Every summer for the last three years Oneida County Workforce Development has sent multiple crews to Utica’s most dynamic nonprofit, For The Good. Under FTG’s guidance over sixty young people have received hands on training in organic intensive raised bed urban gardening through Oneida County’s Summer Youth Employment Program.
The two raised bed gardens run by FTG have been producing organic vegetables for ten years. Under FTG’s continued stewardship, nearly an acre of formerly blighted vacant lots have been transformed into a lush urban oasis. “The work of transformation and maintenance is not easy and each one of these kids learned to dig deep,” said David Dancy, Lead Gardener and onsite coordinator for FTG.
This season Dancy and Colgate intern Kaitlin Abrams provided instruction for two separate crews of 13 youths. Workforce Development subsidized 50 hrs. of wages for each person. The result has been a bountiful and thriving urban environmental victory. A hard fought victory that was won by old fashioned work.
Wheelbarrows, shovels, hand trowels, and weed whackers are the weapons of choice. These are much-needed tools in the fight against high blood pressure, heart disease, diabetes, and anemia. Though they are beautiful, the gardens do not exist for aesthetics. They provide a source of free organic food for those at risk for hunger in a community that is devoid of these products for any price. “We establish these gardens in a food desert,” CEO of FTG, and Garden Manager, Cassandra Harris-Lockwood said in reference to the importance of the garden. She continued “These Gardens provide order, structure, beauty, and promise in an environment that rarely boasts these elements.”
The role these young people played in maintaining the garden was vital. The two locations, one o n Linwood Pl. and the other on Jay St. had been tended by Lead Gardener, Dancy and a handful of volunteers. They were barely able to keep up with the early spring demands. “We began the process and set up a system but the kids did most of the heavy lifting over the course of the summer. They provided much-needed hands with things like weeding and refilling the beds with dirt,” Dancy said.
Dancy was also impressed with the newly acquired work ethic many of the participants demonstrated. “We needed continuous wheelbarrows of dirt moved every day and they worked as an efficient team getting each task done,” he said. “They also worked as a team. There was continuous weeding that needed to be done as well. Without any orders to do so, they traded tasks seamlessly and never let me down.” he added.
The youth learned planting skills with seeds and seedlings. They learned weed identification, wild herbs, and their uses. They harvested and dried mint and took it home for mint tea. They learned to tie up, sucker and harvest tomatoes. Harvest beans and thin carrots. They learned how to dig potatoes and harvest collards, kale, beets, turnips and they all loaded up on hand picked berries and apples abundant on the bushes and trees. They were also introduced to various herbs and some of their uses.
They learned the difference between straw and hay and how to mulch with the straw and how it keeps weeds down. They all took home many varieties of vegetables for their families. Some continue to come to the gardens and bring home food.
The beautifully maintained space at Linwood was unexpectedly chosen as a location to host a visit from an African King from Cameroon. The days leading up to his visit were spent in preparation and the crew on hand didn’t disappoint. Bunting, tents chairs and tablecloths were arranged for a temporary royal court and the youth from Workforce Development turned a vision into reality.
On the last day of the program Harris-Lockwood prepared several dishes all from crops they had tended and most had never had before. Over the course of the summer, the young people grew more adventurous with their diets, trying foods they had never heard of or seen. This last day, even the most reluctant tried a bit of everything.
A raw beet, carrot and raisin salad, pasta and pesto, potato and green bean stew and beet greens were on the menu. Neither the food nor the youth did disappoint.
Next year we will do it all again and another crop of urban gardeners will be ready and able to sustain themselves and their families and also be prepared with Green Job Skills to answer help wanted ads in our agriculture rich local economy.

☆ ☆ ☆ ☆ ☆

**TASK GOAL:** From the urban gardening article, extract the passage starting at "The beautifully maintained" and ending at "bit of everything.", copied word for word.

**Records excerpted from a collection:**
☆ ☆ ☆ ☆ ☆

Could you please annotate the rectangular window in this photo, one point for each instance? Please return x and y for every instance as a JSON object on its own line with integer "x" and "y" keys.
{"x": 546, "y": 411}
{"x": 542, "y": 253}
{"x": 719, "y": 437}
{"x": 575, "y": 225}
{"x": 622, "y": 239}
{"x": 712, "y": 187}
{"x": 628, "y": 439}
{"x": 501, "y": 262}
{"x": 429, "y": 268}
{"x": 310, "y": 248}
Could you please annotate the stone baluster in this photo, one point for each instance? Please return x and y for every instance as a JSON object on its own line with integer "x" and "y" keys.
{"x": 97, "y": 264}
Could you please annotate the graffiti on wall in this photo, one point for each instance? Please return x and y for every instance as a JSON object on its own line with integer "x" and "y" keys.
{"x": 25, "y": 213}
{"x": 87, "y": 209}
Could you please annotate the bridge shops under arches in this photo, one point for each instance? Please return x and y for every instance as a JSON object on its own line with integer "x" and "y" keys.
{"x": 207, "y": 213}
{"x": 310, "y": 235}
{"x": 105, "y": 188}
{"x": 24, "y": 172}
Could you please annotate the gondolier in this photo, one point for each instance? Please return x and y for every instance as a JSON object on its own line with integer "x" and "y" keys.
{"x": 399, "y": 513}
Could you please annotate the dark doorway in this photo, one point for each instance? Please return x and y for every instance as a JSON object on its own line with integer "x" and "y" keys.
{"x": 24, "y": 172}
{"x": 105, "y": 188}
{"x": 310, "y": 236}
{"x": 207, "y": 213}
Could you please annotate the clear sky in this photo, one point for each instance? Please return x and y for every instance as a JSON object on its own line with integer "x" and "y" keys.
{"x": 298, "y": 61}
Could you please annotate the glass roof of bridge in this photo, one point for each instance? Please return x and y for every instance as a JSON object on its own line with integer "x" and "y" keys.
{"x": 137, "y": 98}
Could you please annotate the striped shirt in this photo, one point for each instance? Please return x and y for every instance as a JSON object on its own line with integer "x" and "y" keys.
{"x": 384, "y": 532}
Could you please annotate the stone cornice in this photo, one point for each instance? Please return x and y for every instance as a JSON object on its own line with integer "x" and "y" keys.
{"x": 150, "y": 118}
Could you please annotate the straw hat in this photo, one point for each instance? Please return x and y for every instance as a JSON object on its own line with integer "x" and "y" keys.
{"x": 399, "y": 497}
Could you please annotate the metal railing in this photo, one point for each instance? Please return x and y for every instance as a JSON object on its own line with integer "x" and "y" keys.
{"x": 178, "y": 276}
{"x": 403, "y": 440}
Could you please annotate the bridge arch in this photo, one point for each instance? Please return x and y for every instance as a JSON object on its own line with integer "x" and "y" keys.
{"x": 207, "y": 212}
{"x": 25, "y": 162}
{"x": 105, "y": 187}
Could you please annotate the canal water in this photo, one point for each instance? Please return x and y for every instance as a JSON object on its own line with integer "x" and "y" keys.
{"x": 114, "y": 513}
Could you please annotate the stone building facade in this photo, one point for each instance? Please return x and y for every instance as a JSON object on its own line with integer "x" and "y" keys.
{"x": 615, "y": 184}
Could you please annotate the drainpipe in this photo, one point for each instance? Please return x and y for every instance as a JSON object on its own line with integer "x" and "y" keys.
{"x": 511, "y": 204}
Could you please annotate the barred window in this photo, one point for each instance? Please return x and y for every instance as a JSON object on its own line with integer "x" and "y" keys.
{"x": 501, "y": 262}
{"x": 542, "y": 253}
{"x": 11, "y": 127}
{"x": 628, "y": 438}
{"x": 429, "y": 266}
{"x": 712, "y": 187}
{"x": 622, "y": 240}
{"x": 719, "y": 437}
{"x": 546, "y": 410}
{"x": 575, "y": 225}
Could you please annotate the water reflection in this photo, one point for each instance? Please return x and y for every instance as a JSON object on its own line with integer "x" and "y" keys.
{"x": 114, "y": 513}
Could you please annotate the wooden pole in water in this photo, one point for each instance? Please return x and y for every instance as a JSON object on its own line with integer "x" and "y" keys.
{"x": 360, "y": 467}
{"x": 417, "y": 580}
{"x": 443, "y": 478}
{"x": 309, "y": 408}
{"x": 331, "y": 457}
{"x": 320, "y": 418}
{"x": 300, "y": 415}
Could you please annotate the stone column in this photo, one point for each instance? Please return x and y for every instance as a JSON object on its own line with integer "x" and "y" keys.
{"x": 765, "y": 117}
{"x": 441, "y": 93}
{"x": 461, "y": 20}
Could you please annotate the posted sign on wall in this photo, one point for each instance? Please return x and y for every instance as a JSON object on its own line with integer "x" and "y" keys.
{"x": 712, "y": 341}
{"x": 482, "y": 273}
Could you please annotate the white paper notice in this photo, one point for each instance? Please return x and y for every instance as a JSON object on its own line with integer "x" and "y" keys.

☆ ☆ ☆ ☆ ☆

**REPLY:**
The beautifully maintained space at Linwood was unexpectedly chosen as a location to host a visit from an African King from Cameroon. The days leading up to his visit were spent in preparation and the crew on hand didn’t disappoint. Bunting, tents chairs and tablecloths were arranged for a temporary royal court and the youth from Workforce Development turned a vision into reality.
On the last day of the program Harris-Lockwood prepared several dishes all from crops they had tended and most had never had before. Over the course of the summer, the young people grew more adventurous with their diets, trying foods they had never heard of or seen. This last day, even the most reluctant tried a bit of everything.